Description of the task -
Quote all of the data below exactly, please.

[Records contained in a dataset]
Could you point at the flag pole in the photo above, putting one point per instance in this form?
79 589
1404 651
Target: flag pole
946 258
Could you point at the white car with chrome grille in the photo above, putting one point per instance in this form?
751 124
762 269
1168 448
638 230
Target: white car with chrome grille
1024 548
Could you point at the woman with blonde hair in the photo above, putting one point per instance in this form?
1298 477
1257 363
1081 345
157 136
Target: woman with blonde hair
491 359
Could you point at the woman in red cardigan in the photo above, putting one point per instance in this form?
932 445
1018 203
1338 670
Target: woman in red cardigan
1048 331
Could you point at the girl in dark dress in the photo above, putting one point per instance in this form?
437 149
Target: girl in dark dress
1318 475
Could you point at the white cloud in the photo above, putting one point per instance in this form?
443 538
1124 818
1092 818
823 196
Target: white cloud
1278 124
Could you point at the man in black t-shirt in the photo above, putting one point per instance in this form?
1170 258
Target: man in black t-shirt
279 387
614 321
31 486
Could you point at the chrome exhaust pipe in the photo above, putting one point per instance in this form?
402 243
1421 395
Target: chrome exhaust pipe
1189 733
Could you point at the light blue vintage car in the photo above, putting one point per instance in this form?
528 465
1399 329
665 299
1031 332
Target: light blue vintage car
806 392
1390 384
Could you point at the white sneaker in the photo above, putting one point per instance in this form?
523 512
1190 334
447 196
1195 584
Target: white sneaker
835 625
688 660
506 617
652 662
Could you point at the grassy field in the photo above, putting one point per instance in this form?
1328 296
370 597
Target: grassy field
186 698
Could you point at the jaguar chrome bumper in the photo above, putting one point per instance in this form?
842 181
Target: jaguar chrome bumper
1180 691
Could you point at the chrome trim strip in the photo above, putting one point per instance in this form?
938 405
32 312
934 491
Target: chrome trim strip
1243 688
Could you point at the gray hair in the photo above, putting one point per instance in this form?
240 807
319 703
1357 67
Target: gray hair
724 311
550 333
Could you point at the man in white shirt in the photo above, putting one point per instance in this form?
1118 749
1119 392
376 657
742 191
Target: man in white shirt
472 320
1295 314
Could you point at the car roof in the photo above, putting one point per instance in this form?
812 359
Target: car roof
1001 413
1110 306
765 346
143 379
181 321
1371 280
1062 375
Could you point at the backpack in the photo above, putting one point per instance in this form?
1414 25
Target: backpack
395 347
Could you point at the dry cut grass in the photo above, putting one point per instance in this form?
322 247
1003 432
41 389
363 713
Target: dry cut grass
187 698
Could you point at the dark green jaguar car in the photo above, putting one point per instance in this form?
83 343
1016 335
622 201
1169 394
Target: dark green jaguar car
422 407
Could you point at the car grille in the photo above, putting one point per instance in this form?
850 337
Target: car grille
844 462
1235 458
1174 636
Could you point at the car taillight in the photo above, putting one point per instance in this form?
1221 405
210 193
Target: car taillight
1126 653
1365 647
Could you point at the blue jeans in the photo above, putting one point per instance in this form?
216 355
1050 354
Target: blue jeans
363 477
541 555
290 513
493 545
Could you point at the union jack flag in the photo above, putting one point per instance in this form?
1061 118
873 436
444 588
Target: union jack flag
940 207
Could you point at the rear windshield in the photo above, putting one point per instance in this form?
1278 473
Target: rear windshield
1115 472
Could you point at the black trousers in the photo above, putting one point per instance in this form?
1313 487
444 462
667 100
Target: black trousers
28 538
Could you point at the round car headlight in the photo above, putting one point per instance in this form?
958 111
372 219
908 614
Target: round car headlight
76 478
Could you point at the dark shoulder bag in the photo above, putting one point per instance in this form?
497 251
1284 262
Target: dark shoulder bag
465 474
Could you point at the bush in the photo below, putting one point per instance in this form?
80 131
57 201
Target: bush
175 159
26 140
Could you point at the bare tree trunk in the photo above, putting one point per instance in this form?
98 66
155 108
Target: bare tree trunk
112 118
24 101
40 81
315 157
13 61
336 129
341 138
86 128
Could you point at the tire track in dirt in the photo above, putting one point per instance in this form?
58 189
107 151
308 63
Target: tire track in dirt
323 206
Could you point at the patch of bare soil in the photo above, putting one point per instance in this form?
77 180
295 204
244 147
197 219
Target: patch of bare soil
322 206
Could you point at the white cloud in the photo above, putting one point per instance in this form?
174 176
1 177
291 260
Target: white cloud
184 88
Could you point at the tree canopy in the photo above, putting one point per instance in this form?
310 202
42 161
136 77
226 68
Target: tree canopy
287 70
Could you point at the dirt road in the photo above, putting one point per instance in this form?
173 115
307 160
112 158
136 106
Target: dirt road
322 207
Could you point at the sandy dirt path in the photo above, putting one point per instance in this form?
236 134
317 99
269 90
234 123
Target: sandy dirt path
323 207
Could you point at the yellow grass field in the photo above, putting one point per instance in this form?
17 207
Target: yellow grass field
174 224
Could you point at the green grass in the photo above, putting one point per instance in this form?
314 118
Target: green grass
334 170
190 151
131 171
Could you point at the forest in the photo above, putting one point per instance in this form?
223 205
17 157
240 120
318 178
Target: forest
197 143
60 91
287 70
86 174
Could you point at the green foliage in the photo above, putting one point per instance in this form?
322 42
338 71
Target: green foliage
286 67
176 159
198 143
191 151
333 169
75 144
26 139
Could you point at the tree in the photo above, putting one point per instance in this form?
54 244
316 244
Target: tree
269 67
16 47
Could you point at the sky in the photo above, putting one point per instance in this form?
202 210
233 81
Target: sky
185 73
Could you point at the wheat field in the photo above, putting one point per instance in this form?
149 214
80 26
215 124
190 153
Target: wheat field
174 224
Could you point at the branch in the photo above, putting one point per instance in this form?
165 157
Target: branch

Task response -
Could you point at the flag pole in the photo above, putting one point per instance in this form?
79 589
1404 651
Target: flag pole
946 258
Could you point at the white car with chrome grille in the photo above, putting one point per instance in this form?
751 124
762 269
1168 448
638 230
Target: white car with chrome grille
1024 548
Could you point at the woman with blonde hair in the photo above, putting one point per instance in this form?
1298 477
1257 363
1081 345
157 136
Target: woman with blonde hair
491 359
Could you point at the woman in red cardigan in the photo above, putting one point per instance in this form?
932 445
1018 203
1338 670
Target: woman in red cardigan
1048 331
Could you point at the girl in dark dress in the photo above, putting one point per instance in this form?
437 149
Target: girl in dark dress
1318 475
Could you point at the white cloud in the photo above, putting one point per instance in this form?
443 538
1124 818
1092 818
823 196
Target: white cloud
1278 124
Could you point at the man in black t-shirt in the photo above, putting one point per instance in this form?
1170 258
Target: man in black t-shirt
279 387
614 321
31 486
Could you point at the chrome exhaust pipe in the photo above, putting one point per instance in this form?
402 243
1421 395
Target: chrome exhaust pipe
1189 733
Could you point at the light blue vintage car in the photo above, putting one point per instance in this form?
528 465
1399 329
665 299
1031 332
Target: light blue vintage car
806 392
1390 384
Could you point at the white sneaker in the photo above, putting one point per instance in this form?
523 512
1190 334
447 196
1195 584
Target: white sneaker
835 625
688 660
506 617
652 662
Could you point at the grassy field in the photo above, putting one point per instance in this form?
1328 296
370 597
Target: grassy field
186 698
Could you point at the jaguar chrome bumper in the photo above, putting one point per instance in this form?
842 181
Target: jaguar chrome bumper
1180 691
Could you point at the chrome trim strip in the photo above, putting one point per instance in this form?
938 405
32 312
934 491
Target: chrome trim strip
1243 688
Could you point at the gray hair in the photo above, putting one point per instance in this form?
240 807
319 703
1357 67
Target: gray hair
724 311
550 333
Could you point at the man in white shirt in the photo above, putting one point per instance in this form?
1118 749
1119 392
376 657
742 191
Target: man in white shirt
472 320
1295 314
Could you point at the car roof in the photo above, putting one point per instance in this form?
812 359
Target: car roof
1001 413
1110 306
765 346
143 379
181 321
1371 280
1062 375
Could you point at the backpack in the photo above, putting one point per instance in this form?
1414 25
Target: backpack
395 347
Could you point at the dry cut grass in the photo above, putting one point per instance in this form?
322 247
1003 432
41 389
363 713
Target: dry cut grass
187 698
Could you point at the dark green jaguar car in the photo above, putting one point per instance in this form?
83 343
1016 335
622 201
1169 394
Target: dark green jaguar car
422 407
Could you point at the car grille in the photo above, putting one point per instance in this form?
850 337
Target: car grille
844 462
1235 458
1174 636
Could you point at the car taillight in the photo above, putting one point per instance in this form?
1221 405
210 193
Target: car taillight
1126 653
1365 647
Could you point at the blue jeans in the photo above, putting one point per instance in this form?
216 355
1050 354
Target: blue jeans
363 477
541 555
290 513
493 545
Could you point at the union jack flag in the photo above, putting one point per instance in this form?
1061 118
873 436
444 588
Target: union jack flag
940 207
Could you point at the rear windshield in the photo above, putting one point per instance in this form?
1278 473
Target: rear windshield
1115 472
Could you point at the black trousers in the photo above, putting one point per instance in this form?
1313 487
444 462
667 100
Target: black trousers
28 538
Could you point at the round car headlight in the photo above, putting one point per instance in this form?
958 111
372 219
908 614
Target: round car headlight
76 478
Could you point at the dark shoulder bag in the photo above, putting one point per instance in this form?
497 251
1284 262
Target: dark shoulder bag
465 474
Could you point at the bush in the photo below, putting one point per instance in this form?
80 131
57 201
Target: bush
175 159
26 140
Could you point at the bare tree trunk in the photo above, putting one point per instance in this form?
98 66
155 108
Target: bare tree trunk
112 118
24 101
40 81
315 157
13 61
336 129
341 138
86 128
Could you point at the tire track in dirt in the photo above, putting one point per instance in this form?
58 189
107 151
308 63
Target: tire track in dirt
323 206
Could you point at the patch of bare soil in the photo above, putting one point per instance in this form?
77 180
295 204
244 147
197 219
Target: patch of bare soil
322 206
Could you point at the white cloud in the photo above, putting one point per instance in this form?
174 176
1 177
291 260
Target: white cloud
184 88
Could you point at the tree canopy in the photo above, putting one point per instance in this form?
310 202
42 161
136 77
226 68
Target: tree canopy
287 70
Could you point at the dirt road in the photo above, putting one point per instance in this form?
173 115
307 160
112 158
136 106
Target: dirt road
322 207
Could you point at the sandy dirt path in the photo above, putting one point per instance in this form?
236 134
317 99
269 90
234 123
Target: sandy dirt path
323 207
Could you point at the yellow grass field in the photo above, putting one point per instance in this form?
17 207
Target: yellow grass field
174 224
Could you point at the green grass in the photo above, putting one point per instance in this form?
314 118
Target: green grass
334 170
190 151
131 171
Could you point at the forest in the photo above, putting one point per instance in this form?
223 205
17 157
240 120
318 178
Target: forest
197 143
60 91
287 70
86 174
Could you point at the green foliage in the photo above, putting one point per instance in this form?
322 42
338 71
Target: green foliage
286 67
176 159
198 143
191 151
333 169
75 144
26 139
Could you point at the tree in the photo above, putting one point per instance in this form?
54 244
316 244
Target: tree
269 67
16 47
Could you point at the sky in the photo above, putting one point per instance in this form?
202 210
233 81
Target: sky
185 73
Could you point at the wheat field in the photo above, putting one point per instance in this form?
149 214
80 26
215 124
190 153
Target: wheat field
174 224
Could you point at the branch in the photo above, putting one point per instance in this form?
165 157
Target: branch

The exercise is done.